Suchen Sie aus dem folgenden Material jede Zeile heraus, in der die Zeichenfolge „wristband“ vorkommt, und schreiben Sie diese Zeilen unverändert ab. Achten Sie dabei auf Groß- und Kleinschreibung.
....
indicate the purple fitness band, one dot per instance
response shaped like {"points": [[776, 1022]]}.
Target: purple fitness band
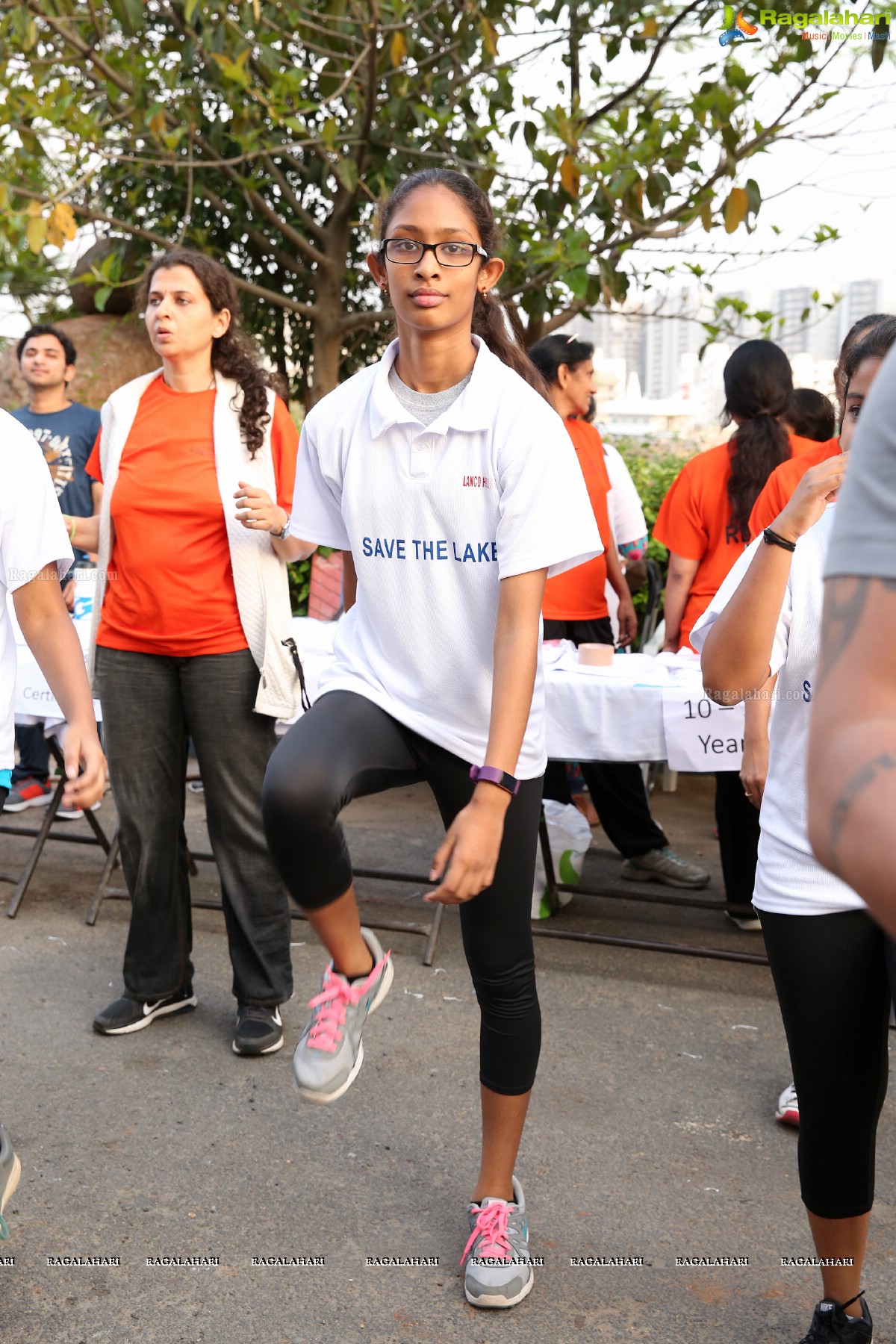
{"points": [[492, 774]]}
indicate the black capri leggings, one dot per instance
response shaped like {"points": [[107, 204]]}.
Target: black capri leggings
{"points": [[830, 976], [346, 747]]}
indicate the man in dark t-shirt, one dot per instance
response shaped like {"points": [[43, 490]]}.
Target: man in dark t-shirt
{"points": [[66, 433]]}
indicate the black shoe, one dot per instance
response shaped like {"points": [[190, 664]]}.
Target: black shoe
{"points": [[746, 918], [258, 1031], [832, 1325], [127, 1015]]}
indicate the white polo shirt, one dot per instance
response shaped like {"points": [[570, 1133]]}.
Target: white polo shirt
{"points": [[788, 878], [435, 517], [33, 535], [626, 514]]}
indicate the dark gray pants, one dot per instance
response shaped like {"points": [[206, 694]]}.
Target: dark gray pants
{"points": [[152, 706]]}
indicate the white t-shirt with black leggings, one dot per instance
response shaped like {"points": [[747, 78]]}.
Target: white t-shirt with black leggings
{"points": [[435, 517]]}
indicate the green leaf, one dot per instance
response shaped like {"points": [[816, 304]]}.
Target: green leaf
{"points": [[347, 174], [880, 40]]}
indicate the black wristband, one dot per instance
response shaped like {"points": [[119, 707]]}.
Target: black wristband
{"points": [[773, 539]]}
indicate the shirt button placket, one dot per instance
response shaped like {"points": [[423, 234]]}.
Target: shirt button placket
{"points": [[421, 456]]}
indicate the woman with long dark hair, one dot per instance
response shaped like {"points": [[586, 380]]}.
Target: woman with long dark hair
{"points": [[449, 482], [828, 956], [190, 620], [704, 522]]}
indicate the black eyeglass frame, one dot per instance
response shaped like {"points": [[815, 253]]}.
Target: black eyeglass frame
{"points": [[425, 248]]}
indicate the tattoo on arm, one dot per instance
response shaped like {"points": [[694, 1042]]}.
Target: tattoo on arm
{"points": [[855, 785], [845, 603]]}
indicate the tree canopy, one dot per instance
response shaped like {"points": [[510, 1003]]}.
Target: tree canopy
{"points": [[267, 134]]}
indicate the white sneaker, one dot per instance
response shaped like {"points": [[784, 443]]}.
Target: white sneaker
....
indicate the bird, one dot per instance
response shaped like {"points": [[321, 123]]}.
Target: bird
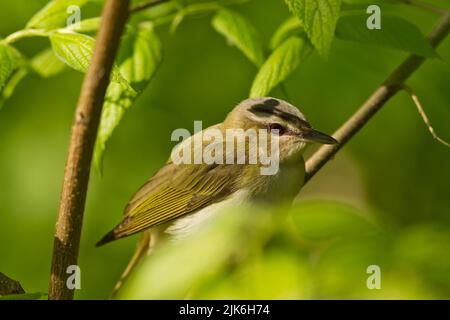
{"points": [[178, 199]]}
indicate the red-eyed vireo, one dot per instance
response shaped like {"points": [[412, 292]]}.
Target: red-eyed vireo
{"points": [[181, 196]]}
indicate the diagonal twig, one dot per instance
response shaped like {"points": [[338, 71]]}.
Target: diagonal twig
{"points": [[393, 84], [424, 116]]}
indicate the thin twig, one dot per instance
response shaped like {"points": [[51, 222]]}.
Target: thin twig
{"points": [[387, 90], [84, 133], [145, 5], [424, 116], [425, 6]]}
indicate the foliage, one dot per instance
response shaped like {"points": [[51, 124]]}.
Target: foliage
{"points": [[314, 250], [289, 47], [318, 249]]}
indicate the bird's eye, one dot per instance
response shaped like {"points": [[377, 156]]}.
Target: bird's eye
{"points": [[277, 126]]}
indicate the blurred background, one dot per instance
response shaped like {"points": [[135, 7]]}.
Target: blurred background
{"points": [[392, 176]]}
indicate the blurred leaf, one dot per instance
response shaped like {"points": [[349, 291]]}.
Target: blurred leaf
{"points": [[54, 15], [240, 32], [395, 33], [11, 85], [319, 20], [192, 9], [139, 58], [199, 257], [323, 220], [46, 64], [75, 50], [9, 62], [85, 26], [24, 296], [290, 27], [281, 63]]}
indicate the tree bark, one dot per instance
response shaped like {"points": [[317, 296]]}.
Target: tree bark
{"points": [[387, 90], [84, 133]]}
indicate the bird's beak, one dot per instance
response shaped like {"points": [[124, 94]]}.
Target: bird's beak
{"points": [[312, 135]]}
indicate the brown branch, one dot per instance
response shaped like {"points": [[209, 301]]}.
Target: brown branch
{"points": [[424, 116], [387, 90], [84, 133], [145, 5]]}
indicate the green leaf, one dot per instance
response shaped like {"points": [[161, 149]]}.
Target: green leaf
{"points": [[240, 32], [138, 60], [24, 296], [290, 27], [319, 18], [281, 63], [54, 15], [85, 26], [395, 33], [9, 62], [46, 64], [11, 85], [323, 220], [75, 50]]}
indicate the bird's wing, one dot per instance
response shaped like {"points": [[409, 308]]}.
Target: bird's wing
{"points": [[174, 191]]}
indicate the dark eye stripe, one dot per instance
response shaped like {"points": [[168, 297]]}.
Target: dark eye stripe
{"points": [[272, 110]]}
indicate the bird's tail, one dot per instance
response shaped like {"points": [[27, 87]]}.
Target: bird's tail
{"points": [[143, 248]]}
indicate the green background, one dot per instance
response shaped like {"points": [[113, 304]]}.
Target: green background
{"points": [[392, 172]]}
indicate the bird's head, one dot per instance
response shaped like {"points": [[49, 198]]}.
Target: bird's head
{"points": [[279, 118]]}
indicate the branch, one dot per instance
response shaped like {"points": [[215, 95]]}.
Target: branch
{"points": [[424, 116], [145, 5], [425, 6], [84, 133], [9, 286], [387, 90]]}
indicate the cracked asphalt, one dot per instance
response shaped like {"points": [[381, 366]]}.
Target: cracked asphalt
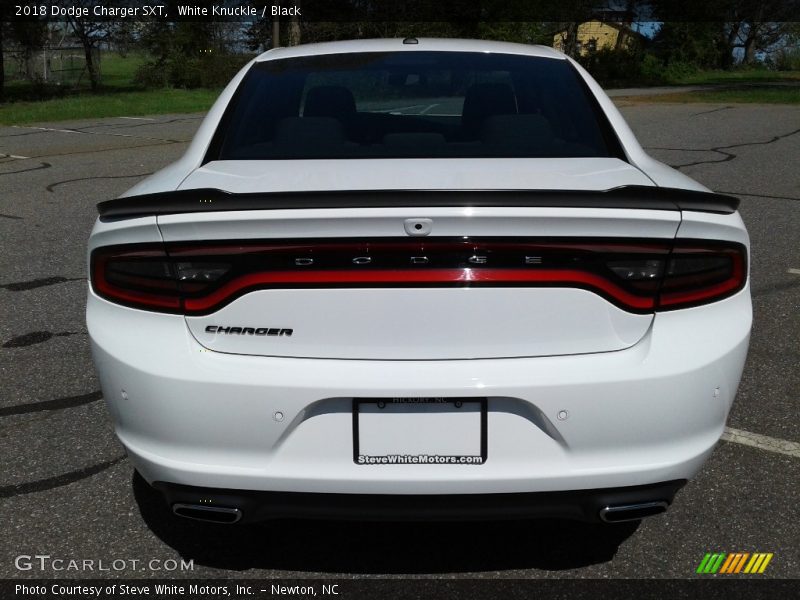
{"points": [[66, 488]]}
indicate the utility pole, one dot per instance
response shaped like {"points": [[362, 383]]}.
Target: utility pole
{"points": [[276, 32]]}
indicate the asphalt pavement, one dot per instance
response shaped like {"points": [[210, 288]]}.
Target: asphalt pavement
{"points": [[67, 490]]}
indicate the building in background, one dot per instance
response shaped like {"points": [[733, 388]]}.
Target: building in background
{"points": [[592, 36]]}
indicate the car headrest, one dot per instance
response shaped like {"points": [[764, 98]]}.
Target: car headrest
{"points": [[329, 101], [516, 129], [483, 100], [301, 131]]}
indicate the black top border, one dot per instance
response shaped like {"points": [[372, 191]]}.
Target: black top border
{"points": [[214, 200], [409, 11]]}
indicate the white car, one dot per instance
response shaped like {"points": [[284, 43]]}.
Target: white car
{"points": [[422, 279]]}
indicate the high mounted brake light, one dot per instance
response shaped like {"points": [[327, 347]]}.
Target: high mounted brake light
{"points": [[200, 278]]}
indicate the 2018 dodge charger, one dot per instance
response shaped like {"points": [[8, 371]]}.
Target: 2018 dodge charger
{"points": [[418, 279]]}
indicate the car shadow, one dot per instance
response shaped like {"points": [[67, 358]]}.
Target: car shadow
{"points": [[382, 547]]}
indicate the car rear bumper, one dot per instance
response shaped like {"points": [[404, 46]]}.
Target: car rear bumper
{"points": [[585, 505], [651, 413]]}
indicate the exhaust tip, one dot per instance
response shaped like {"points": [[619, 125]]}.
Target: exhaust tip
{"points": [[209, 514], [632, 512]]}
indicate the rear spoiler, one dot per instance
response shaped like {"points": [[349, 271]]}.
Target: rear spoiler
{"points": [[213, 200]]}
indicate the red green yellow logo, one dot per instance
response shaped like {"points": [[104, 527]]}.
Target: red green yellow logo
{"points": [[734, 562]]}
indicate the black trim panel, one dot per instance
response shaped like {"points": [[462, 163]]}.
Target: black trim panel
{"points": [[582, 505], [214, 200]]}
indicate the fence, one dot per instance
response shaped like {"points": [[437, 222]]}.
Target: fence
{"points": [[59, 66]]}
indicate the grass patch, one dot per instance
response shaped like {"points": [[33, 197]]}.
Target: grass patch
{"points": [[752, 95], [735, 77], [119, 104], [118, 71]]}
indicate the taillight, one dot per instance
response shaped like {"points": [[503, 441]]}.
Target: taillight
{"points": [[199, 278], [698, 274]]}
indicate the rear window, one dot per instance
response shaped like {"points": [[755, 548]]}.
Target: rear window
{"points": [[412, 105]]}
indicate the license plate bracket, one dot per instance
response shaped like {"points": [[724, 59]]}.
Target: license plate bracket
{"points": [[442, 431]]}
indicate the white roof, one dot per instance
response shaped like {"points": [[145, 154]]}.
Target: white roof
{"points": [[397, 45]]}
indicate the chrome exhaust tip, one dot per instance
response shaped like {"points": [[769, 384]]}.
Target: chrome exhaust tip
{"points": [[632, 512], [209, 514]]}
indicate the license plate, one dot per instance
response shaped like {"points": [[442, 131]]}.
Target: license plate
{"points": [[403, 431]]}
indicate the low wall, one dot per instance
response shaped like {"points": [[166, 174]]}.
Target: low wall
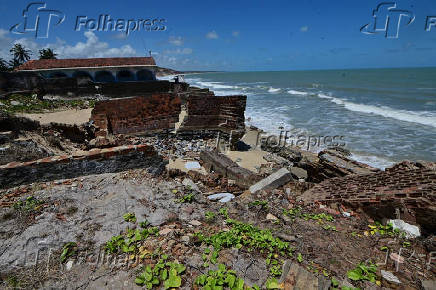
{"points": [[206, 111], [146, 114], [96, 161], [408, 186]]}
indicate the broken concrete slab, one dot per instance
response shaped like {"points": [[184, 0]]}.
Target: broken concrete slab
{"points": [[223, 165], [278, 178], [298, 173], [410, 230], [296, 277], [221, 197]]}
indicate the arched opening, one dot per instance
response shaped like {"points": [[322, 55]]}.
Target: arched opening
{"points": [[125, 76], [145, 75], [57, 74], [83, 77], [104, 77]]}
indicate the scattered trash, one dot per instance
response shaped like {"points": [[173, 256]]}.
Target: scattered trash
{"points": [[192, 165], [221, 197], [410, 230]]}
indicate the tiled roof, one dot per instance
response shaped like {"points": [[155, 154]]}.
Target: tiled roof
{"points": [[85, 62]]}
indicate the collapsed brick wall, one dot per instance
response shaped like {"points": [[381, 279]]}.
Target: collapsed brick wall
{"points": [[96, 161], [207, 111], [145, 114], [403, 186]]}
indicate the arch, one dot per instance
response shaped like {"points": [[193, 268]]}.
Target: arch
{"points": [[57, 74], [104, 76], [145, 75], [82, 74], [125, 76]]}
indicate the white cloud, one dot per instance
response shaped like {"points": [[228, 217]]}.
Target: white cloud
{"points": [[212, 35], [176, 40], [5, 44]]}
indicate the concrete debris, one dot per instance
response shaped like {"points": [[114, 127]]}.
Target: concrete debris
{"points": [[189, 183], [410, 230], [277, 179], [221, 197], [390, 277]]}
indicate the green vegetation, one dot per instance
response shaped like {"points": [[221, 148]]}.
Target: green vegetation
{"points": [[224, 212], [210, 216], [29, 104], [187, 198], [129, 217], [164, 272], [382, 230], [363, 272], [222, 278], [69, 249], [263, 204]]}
....
Das Ergebnis
indicate the black wristband, one dot per instance
Target: black wristband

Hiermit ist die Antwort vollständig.